═══ Dataset ═══
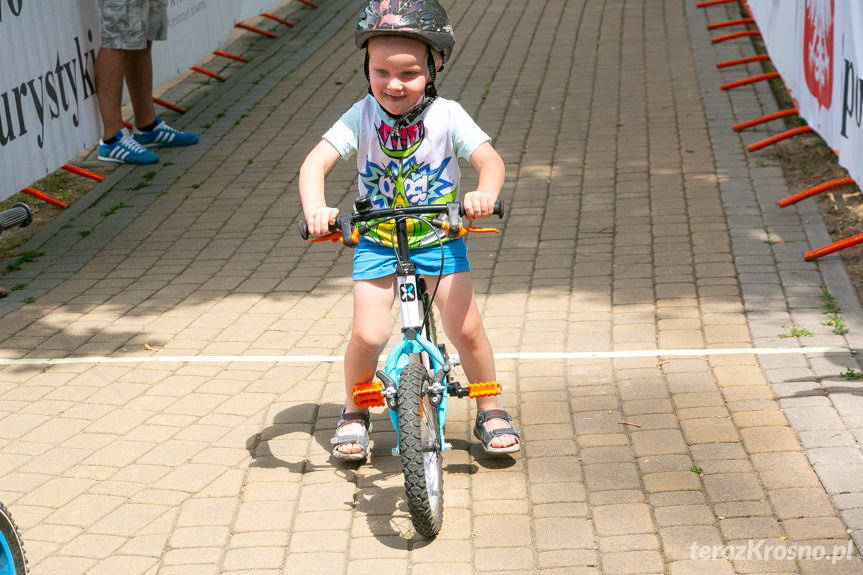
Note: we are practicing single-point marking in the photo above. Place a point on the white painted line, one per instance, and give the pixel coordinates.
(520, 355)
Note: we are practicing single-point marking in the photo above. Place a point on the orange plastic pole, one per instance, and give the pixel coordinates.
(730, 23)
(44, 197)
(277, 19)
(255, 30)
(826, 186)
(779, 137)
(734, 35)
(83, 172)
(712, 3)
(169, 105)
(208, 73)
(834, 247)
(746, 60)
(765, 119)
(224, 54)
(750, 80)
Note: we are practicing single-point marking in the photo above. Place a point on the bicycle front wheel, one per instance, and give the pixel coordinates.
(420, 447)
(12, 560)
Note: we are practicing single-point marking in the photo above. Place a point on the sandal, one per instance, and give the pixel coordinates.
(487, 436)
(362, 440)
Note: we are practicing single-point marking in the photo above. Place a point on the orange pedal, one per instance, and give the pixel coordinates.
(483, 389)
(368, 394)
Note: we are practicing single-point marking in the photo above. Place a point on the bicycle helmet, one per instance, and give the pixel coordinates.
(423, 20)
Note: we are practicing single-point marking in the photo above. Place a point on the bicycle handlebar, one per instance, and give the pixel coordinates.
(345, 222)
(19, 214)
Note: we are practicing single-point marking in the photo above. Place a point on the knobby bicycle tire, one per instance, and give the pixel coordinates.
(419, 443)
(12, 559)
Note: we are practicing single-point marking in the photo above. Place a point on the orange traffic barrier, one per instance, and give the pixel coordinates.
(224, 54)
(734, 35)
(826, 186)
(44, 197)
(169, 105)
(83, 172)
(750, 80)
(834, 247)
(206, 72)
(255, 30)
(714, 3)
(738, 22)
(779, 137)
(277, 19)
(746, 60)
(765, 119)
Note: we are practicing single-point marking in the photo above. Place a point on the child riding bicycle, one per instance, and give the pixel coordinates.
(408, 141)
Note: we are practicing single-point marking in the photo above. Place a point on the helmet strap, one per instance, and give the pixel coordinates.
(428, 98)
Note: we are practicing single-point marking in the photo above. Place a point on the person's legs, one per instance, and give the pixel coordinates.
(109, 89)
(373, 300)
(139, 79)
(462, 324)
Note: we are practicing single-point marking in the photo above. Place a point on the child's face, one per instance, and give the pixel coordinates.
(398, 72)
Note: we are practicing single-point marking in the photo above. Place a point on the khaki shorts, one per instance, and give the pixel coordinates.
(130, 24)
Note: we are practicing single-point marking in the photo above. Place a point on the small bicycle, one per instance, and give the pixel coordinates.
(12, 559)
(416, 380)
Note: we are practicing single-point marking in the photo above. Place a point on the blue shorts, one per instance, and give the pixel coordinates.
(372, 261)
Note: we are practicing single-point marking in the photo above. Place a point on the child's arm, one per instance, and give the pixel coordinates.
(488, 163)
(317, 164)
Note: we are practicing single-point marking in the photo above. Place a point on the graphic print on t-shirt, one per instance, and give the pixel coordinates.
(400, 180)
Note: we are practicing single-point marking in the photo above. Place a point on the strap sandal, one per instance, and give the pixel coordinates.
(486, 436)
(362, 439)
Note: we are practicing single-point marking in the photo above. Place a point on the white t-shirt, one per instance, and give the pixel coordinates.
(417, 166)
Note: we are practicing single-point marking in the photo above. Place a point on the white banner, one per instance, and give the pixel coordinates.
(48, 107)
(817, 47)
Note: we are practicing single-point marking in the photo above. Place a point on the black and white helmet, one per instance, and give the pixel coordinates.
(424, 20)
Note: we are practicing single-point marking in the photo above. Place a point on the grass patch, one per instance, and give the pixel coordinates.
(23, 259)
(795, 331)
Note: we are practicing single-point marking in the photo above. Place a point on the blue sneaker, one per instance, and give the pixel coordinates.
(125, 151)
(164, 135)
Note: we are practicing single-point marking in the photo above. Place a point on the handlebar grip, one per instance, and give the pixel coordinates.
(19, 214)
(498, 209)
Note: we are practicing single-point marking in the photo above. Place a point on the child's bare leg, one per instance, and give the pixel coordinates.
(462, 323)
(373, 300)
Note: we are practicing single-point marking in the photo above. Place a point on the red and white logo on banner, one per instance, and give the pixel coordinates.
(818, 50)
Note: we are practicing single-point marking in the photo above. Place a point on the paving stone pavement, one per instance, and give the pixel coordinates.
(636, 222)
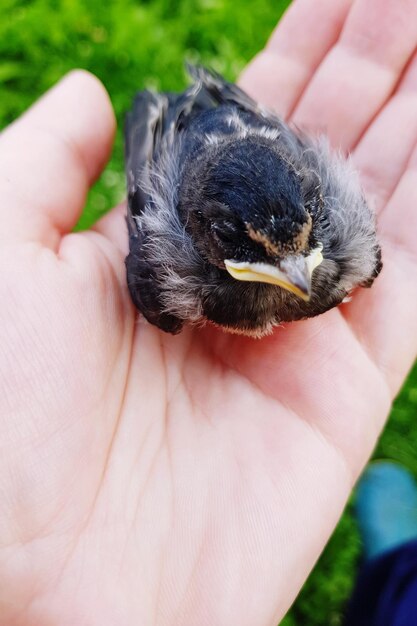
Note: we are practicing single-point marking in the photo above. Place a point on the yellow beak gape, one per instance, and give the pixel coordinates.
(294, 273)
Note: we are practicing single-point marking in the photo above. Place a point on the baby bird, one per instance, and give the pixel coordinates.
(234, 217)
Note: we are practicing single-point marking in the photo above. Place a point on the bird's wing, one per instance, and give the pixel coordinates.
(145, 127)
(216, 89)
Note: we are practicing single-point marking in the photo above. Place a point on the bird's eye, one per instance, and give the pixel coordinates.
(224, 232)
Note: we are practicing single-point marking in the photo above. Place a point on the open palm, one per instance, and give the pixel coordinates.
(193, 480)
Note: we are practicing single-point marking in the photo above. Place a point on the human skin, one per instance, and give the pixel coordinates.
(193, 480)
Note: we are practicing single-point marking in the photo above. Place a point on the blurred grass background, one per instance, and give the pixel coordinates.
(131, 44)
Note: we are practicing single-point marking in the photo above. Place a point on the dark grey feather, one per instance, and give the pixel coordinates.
═══
═══ Dataset ═══
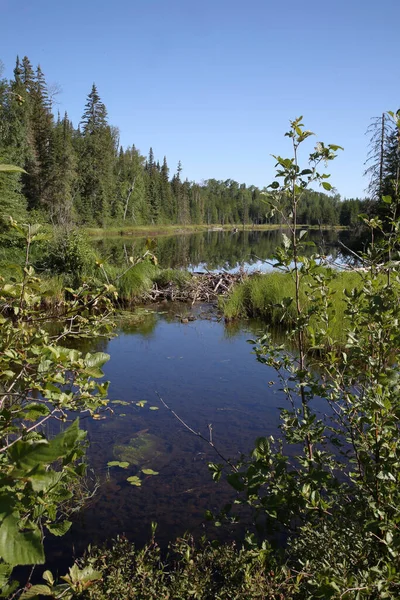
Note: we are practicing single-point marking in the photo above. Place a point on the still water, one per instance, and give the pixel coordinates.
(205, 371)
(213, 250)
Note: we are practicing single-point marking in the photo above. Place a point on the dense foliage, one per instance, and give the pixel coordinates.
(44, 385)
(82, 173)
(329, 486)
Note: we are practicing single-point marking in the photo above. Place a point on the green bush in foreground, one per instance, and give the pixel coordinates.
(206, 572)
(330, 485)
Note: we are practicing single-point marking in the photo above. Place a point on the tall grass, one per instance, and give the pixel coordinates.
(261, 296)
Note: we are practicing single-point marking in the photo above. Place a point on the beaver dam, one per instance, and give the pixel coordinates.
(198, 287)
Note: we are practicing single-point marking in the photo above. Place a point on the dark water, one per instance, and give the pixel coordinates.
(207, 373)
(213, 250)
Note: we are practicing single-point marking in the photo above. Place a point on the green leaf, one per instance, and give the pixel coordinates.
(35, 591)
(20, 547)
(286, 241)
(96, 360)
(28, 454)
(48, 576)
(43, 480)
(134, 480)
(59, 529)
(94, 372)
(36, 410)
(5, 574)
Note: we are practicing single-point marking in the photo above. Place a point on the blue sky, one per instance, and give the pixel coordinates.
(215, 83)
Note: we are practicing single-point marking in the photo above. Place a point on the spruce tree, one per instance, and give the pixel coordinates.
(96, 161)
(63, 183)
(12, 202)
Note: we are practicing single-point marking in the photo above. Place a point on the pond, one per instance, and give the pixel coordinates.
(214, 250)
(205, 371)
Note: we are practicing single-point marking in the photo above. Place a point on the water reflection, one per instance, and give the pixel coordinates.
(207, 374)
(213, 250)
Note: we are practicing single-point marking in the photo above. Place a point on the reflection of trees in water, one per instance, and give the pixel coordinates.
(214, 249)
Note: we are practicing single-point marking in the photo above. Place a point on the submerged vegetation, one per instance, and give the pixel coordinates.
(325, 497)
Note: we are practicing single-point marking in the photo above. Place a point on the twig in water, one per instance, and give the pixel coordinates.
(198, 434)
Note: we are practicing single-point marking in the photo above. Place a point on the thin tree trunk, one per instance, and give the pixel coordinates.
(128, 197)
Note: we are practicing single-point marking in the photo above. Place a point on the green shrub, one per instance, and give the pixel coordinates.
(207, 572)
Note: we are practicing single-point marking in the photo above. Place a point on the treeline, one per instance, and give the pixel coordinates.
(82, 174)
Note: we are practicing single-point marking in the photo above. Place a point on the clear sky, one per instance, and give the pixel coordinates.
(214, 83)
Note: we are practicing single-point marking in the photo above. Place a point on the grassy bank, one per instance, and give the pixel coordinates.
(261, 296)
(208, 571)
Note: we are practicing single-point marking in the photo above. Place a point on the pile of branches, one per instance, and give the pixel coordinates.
═══
═══ Dataset ═══
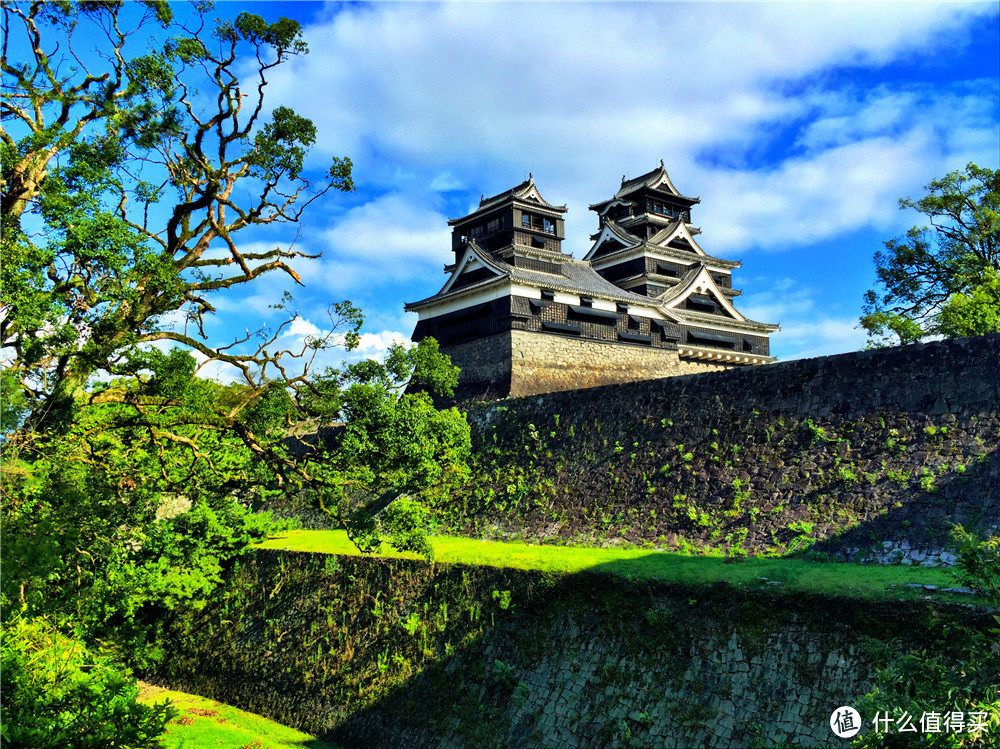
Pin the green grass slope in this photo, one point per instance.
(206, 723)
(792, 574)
═══
Copy out the range of lines above starting at the line with "on the grassy" and ending at the line with "on the pile", exactly and including both.

Problem solution »
Note: we are practicing single-point marking in the photo above. Place a point on the grassy bank, one per instance, and give the pixel coordinates.
(261, 296)
(208, 571)
Note: we are practicing single-point marking in the photo above. Place a point on the pile of branches, one per instance, and give the pixel coordinates.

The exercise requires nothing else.